» Excerpt provided
= = = = = = =
INDIO, Calif. — A golfer in the middle of his round during a Southern California Golf Association championship and an SCGA official jumped into a canal at a golf course Tuesday to extricate a driver from a car that was submerged in the water.
“I have never seen an incident like this,” said Jeff Ninnemann, director of championships and golf operations for the SCGA, who leaped into the Coachella branch of the All-American Canal that runs through the 36-hole Terra Lago Golf Resort. “I was certain when the water started filling and we could not get that door open, I was certain it was going to end a lot worse.”
Battalion Chief Jorge Segura of CalFire in Indio said that sometime before 10:30 a.m., a driver of a Nissan Pathfinder went off the road near the clubhouse at Terra Lago and cut through an empty lot filled with trees, piles of sand and rock and even boulders. Tournament officials said they believed the driver was having a seizure behind the wheel.
Without hitting anything in the lot, the vehicle splashed into the canal running between the greens on two holes, the ninth holes on the North and South courses, where golfers were playing in the SCGA Amateur Net Championship. That tournament features 156 golfers from throughout Southern California. The surface of the water is about six feet below the embankment and only the roof of the car was still above the water as it sat on the bottom of the canal.
Ninnemann was on the first tee of one of the courses acting as starter when the incident happened.
“We got a call over the radio, it sounded like a cart with a ‘T’ had driven into the canal,” Ninnemann said. “So our immediate reaction was someone needed to verify what has happened and if there is a person that is in the canal, we may need to call 911 if they in fact got hurt. I saw more and more people running over here and then it became clear it wasn’t a cart, it was a car.”
When he arrived at the canal, Ninnemann found golfer Brett Fox of Simi Valley, California, already in the canal trying to get the door open on the car.
= = = = = = =
» Dataset section
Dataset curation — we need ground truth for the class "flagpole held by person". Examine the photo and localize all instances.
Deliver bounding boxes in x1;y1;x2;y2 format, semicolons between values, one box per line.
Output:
= = = = = = =
» Work instructions
**a.** From the article about the golf course canal rescue, return everything from "Ninnemann was on" down to "on the car.".
**b.** Answer these questions using the article about the golf course canal rescue:
(i) How many golfers does the SCGA Amateur Net Championship feature?
(ii) Where was Jeff Ninnemann, and in what role, when the incident happened?
(iii) What make and model of vehicle went into the canal?
**c.** Continue the article about the golf course canal rescue from the point where it stops.

» In response
**a.**
Ninnemann was on the first tee of one of the courses acting as starter when the incident happened.
“We got a call over the radio, it sounded like a cart with a ‘T’ had driven into the canal,” Ninnemann said. “So our immediate reaction was someone needed to verify what has happened and if there is a person that is in the canal, we may need to call 911 if they in fact got hurt. I saw more and more people running over here and then it became clear it wasn’t a cart, it was a car.”
When he arrived at the canal, Ninnemann found golfer Brett Fox of Simi Valley, California, already in the canal trying to get the door open on the car.

**b.**
(i) 156 golfers.
(ii) He was on the first tee of one of the courses, acting as starter.
(iii) A Nissan Pathfinder.

**c.**
“Fox is in the canal because the driver is in the car and they cannot get the door open,” Ninnemann said. “Brett was calling for additional help. He said he needed help getting the door open.”
Ninnemann then jumped into the canal.
“We kept trying on that driver’s side door and Fox told me to swim over to the passenger-side door because he thought the driver was attempting to get out,” Ninnemann said. “The driver started to come to, but I don’t think he was fully functional. Fox thought he was trying to get out through the passenger side, so I went over to the passenger side. I was on that side, and Fox eventually got him out the driver’s side window.”
Someone on the bank of the canal tossed a rope down, Ninnemann said, and the driver was pulled up the concrete bank to safety. Ninnemann and Fox then used a nearby ladder in the concrete to crawl out of the canal.
“I’m still shaken to the core,” Ninnemann said “That water is ice cold. And somehow Fox is out and he wanted to resume his round. The guy is a hero today.”
After being given some time and a change of clothes, Fox returned to his round in the championship. He declined to talk about the incident.
Segura said the driver was already on the bank of the canal when his CalFire team arrived. In all, about a dozen CalFire and Indio police vehicles were on the scene.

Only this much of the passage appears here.